- Esercizio proposto 1
Per favore, estrai dall'elenco ogni riga in cui compare la parola "background".

- Brano scelto

IL SETTORE TESSILE IN ITALIA
Il settore tessile è il terzo comparto manifatturiero in Italia dopo quello meccanico e all’automotive. Si tratta, infatti, di una delle eccellenze del nostro made in Italy, un settore che può vantare una tradizione antica, che affonda le sue radici nel territorio, e diversi importanti primati: il nostro Paese, infatti, è infatti il primo esportatore di prodotti tessili in Europa e il terzo nel mondo dopo l’India e la Cina.
In questo nuovo studio del nostro osservatorio vogliamo proporre un’analisi relativa alla popolazione del settore tessile italiano, ossia le industrie tessili che rientrano nella divisione 13 delle attività manifatturiere della classificazione ATECO.
La distribuzione territoriale dell’industria tessile italiana
La popolazione del settore tessile italiano è per lo più localizzata nell’Italia centro-settentrionale: Nord-Ovest (32,8%), Centro Italia (28.8%) e Nord-Est (18,4%). Il restante 20% della popolazione analizzata, invece, si trova nel Sud Italia (16%)e nelle Isole (4%). A livello regionale la Lombardia, con un’incidenza del 23,5% e oltre 3mila imprese, è la regione con il più alto numero di aziende tessili. Seguono la Toscana (21,8%), il Veneto (9%), il Piemonte (8,2%) l’Emilia-Romagna (7,2%), la Campania (6,2%), la Puglia (4,4%), l’Abruzzo (3,2%), le Marche (3%), la Sicilia (2,7%), il Lazio (2,3%), l’Umbria (1,7%), la Calabria (1,6%), la Sardegna (1,3%), il Friuli-Venezia Giulia (1,3%), la Liguria (1%), il Trentino-Alto Adige (0,9%), la Basilicata (0,4%), il Molise (0,2%) e la Valle D’Aosta (0,1%).

- Estratti dell'elenco
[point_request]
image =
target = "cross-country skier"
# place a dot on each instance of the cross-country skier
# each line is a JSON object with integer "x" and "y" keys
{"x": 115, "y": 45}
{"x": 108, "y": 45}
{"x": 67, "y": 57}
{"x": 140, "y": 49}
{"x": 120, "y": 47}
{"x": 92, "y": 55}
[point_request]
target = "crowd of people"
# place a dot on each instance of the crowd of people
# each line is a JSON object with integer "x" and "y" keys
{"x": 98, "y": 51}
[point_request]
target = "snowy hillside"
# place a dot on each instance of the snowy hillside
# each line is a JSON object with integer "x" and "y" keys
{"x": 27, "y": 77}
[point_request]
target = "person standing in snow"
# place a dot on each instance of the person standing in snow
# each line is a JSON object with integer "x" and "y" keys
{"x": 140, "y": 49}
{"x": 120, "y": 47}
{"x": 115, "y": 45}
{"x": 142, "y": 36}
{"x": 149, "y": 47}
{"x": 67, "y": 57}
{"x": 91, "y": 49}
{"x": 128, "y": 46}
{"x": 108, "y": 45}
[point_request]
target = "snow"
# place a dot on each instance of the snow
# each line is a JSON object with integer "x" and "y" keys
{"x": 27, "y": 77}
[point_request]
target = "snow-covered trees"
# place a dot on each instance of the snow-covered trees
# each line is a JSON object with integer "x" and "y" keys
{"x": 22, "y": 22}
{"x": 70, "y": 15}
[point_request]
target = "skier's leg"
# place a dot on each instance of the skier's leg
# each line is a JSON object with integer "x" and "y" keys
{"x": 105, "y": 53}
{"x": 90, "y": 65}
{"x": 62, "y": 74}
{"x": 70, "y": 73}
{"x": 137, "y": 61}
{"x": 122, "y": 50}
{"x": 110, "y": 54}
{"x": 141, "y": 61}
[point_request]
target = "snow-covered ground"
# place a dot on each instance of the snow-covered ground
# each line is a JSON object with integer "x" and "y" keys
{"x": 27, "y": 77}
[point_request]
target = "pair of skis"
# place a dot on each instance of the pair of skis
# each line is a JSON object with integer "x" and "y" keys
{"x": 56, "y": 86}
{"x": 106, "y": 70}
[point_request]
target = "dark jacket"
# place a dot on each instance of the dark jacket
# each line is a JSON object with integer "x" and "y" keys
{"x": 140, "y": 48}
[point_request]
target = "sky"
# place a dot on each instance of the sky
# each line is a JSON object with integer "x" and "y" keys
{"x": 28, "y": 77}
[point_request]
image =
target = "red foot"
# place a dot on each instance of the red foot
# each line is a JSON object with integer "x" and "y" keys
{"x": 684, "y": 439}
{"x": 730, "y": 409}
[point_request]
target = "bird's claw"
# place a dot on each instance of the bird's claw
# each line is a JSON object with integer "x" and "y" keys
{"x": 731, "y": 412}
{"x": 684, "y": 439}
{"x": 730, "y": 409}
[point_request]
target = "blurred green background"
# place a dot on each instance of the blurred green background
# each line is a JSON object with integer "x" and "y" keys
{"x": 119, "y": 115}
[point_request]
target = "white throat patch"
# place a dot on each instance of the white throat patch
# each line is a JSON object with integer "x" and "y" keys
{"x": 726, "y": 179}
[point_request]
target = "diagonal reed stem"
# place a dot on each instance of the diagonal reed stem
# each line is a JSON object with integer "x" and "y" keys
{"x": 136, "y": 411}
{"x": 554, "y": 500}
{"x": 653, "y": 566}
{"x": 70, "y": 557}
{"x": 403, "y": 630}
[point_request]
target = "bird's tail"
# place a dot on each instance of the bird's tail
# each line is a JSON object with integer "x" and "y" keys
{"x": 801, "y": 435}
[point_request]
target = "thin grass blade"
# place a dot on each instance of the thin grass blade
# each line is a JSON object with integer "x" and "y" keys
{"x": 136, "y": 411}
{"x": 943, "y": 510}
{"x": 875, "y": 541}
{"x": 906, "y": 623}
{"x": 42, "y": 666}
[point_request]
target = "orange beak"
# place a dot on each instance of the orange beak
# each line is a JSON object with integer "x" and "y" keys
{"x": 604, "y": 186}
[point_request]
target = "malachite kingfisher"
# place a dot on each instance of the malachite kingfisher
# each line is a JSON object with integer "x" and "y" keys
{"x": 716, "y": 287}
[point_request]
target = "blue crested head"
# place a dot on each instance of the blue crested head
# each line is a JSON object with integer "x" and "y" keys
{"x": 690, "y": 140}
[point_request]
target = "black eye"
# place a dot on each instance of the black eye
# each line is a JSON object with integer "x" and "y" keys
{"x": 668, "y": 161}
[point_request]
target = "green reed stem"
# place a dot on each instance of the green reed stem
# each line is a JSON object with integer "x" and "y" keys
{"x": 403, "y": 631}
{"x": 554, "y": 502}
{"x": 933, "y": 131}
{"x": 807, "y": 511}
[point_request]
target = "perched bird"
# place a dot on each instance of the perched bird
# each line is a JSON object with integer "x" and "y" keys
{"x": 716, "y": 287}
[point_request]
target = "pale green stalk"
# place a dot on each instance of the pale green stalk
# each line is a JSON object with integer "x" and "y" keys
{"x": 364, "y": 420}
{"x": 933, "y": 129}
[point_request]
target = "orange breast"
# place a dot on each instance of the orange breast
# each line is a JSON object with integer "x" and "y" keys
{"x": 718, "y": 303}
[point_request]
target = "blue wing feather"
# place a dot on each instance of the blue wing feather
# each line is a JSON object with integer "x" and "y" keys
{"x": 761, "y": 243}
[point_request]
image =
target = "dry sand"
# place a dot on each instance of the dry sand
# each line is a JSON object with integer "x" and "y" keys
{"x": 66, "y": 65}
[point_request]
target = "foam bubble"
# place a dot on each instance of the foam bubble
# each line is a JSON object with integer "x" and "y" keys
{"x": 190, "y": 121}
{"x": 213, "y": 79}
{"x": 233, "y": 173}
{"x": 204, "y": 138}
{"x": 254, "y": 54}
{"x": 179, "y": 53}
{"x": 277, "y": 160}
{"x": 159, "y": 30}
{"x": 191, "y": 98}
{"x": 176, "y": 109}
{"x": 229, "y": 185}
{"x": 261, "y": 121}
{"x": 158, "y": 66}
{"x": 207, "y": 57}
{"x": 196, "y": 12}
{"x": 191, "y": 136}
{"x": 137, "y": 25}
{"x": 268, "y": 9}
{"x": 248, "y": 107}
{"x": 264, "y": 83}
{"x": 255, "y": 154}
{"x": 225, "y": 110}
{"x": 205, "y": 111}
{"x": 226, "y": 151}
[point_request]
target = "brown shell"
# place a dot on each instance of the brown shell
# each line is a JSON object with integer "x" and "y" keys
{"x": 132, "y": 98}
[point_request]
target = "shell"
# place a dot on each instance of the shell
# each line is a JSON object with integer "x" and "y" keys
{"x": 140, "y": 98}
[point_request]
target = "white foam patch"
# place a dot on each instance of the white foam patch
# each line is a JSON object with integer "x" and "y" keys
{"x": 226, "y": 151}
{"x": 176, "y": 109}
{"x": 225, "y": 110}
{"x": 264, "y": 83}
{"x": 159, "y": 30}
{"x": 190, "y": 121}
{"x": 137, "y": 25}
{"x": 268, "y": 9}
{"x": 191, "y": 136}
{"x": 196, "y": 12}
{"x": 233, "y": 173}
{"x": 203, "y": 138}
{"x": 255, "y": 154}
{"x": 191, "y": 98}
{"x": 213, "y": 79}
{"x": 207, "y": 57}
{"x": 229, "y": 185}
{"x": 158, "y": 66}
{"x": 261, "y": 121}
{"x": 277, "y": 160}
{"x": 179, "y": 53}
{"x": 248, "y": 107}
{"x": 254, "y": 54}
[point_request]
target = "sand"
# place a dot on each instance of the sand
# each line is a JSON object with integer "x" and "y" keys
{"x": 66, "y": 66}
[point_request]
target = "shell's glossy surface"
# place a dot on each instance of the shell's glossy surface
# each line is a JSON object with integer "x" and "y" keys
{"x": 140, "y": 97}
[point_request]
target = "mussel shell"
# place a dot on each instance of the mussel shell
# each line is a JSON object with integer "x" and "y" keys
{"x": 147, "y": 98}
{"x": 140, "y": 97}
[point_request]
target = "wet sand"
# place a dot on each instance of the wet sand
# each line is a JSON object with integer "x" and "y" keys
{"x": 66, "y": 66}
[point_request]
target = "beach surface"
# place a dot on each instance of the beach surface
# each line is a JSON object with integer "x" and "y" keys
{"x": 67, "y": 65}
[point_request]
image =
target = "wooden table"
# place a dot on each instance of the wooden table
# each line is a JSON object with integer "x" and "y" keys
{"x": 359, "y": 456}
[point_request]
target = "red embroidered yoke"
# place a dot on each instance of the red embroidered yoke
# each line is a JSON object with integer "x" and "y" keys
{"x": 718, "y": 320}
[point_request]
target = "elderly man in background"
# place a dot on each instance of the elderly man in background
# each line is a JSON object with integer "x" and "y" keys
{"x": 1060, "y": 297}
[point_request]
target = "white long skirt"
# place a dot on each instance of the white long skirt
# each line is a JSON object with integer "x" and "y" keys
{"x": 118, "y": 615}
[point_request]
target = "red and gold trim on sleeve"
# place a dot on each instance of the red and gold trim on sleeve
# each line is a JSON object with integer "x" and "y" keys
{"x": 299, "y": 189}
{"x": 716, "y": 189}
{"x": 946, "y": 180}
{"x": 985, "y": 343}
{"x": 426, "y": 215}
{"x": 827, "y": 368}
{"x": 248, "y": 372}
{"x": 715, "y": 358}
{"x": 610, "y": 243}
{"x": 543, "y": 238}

- Esercizio proposto 2
Traduci in inglese questa frase del brano sul settore tessile italiano: "A livello regionale la Lombardia, con un’incidenza del 23,5% e oltre 3mila imprese, è la regione con il più alto numero di aziende tessili."

- Soluzione scritta 1
target = "blurred green background"
# place a dot on each instance of the blurred green background
target = "elderly man in background"
# place a dot on each instance of the elderly man in background

- Soluzione scritta 2
At the regional level, Lombardy, with a share of 23.5% and more than 3,000 companies, is the region with the highest number of textile firms.